The exercise - Find every line below that contains the word "building" and copy each one out in full. Treat uppercase and lowercase as different.

Provided entries -
────────────────────

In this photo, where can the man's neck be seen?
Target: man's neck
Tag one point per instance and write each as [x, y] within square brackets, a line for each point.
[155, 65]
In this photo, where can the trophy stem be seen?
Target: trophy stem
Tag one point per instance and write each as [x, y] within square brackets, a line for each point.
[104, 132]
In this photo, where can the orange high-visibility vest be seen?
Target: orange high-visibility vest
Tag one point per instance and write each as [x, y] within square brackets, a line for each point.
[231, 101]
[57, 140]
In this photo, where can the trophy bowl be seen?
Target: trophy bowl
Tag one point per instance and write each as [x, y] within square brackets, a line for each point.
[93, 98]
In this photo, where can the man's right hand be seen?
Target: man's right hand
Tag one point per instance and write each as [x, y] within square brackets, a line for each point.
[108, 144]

────────────────────

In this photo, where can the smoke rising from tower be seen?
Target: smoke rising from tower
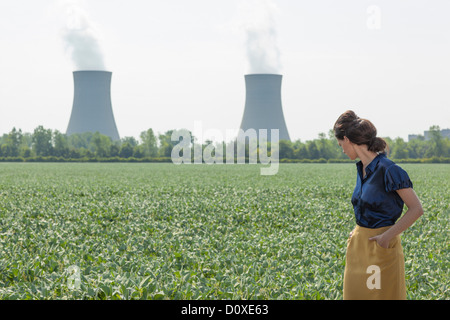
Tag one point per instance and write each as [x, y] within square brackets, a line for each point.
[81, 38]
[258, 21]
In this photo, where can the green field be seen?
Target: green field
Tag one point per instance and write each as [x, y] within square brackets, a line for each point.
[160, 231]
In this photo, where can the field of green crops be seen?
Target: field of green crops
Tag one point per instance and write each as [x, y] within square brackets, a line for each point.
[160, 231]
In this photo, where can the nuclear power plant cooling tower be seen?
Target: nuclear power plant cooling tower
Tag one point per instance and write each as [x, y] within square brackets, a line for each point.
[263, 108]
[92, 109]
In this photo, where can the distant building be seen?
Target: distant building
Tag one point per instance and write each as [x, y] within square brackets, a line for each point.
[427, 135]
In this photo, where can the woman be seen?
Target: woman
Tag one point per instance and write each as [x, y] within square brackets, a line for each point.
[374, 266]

────────────────────

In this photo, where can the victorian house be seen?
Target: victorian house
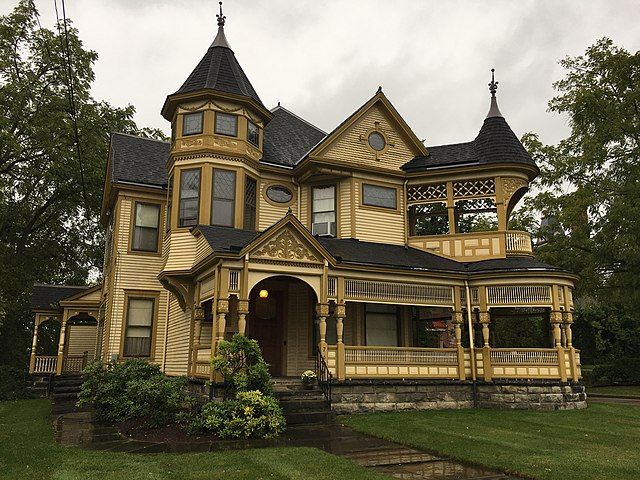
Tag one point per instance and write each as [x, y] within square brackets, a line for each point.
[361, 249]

────────────────────

Completed task -
In this photo, where can the distant building be seen?
Target: distant building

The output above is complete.